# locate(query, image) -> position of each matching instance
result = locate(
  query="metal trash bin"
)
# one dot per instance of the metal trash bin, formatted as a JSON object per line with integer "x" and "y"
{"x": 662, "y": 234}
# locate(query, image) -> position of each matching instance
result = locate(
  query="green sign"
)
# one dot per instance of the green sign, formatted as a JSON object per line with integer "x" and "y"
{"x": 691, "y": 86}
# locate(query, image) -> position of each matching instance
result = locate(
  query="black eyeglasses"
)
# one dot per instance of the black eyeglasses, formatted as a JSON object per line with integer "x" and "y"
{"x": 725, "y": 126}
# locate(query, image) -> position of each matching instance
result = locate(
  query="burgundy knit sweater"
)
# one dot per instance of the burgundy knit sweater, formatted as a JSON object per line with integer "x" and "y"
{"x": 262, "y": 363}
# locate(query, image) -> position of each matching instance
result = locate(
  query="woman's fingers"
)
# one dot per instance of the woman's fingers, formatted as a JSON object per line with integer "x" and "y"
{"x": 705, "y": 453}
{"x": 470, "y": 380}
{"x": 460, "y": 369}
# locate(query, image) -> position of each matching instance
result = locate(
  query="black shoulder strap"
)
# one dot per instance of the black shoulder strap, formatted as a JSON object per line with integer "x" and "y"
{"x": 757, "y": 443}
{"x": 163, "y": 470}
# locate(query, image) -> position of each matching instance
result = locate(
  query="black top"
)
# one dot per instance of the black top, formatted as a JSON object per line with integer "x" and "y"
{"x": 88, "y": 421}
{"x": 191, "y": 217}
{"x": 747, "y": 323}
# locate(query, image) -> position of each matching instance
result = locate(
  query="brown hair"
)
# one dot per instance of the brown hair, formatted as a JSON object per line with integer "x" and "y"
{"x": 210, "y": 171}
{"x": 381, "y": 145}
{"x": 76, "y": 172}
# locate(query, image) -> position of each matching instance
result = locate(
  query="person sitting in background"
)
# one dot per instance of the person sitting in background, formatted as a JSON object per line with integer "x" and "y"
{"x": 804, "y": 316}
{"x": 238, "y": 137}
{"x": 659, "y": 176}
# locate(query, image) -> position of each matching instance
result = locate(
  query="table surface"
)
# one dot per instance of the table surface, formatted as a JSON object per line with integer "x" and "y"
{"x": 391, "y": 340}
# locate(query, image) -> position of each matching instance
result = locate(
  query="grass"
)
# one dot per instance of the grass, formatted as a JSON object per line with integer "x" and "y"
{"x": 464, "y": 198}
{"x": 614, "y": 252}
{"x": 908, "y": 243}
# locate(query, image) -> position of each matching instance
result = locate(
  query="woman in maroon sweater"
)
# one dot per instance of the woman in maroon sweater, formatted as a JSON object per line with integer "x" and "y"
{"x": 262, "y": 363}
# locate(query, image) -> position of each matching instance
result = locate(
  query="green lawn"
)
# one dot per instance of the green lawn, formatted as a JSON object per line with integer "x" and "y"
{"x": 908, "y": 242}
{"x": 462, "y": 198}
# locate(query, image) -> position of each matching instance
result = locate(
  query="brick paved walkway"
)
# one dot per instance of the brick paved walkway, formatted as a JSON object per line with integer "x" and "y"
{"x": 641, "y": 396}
* * *
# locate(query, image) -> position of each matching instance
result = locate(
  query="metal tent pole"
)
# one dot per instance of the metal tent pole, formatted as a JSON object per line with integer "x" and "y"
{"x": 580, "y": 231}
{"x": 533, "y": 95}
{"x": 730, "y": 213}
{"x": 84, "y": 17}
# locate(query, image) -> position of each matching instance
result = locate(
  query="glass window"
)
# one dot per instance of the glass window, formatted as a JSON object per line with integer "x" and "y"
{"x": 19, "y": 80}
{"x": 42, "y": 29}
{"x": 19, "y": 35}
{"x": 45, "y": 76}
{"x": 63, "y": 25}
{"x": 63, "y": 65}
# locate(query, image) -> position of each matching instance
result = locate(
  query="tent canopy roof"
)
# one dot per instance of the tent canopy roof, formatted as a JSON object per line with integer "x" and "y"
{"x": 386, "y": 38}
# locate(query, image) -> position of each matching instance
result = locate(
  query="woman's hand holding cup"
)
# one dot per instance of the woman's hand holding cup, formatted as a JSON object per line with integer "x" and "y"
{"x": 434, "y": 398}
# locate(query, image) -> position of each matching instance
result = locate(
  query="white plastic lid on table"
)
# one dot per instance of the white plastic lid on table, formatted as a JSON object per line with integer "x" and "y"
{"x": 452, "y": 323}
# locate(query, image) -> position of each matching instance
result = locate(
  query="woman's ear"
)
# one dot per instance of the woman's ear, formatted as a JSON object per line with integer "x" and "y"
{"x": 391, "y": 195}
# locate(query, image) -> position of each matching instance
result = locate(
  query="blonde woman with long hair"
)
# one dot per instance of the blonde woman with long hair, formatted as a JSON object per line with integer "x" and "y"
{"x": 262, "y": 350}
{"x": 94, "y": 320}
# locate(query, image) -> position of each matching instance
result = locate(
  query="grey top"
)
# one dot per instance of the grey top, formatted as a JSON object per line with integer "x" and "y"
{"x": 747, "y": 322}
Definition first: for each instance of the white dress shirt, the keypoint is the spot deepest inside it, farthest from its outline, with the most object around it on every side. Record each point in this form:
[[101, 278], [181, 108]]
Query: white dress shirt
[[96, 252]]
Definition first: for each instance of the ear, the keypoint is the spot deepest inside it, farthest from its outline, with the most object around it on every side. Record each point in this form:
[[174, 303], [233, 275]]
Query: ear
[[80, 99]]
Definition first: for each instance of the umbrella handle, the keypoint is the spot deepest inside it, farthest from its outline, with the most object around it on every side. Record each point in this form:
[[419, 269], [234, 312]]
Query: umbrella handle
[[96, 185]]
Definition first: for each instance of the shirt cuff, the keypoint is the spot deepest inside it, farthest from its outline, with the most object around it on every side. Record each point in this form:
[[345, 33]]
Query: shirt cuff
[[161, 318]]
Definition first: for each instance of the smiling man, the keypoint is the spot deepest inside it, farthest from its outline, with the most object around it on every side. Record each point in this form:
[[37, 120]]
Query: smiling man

What the task asks> List every line from the records above that contains the word "plastic", and treat uppercase and lowercase letters as different.

Answer to this problem>
  query="white plastic lid on table"
# one dot per instance of the white plastic lid on table, formatted as a JSON object per line with integer "x" and "y"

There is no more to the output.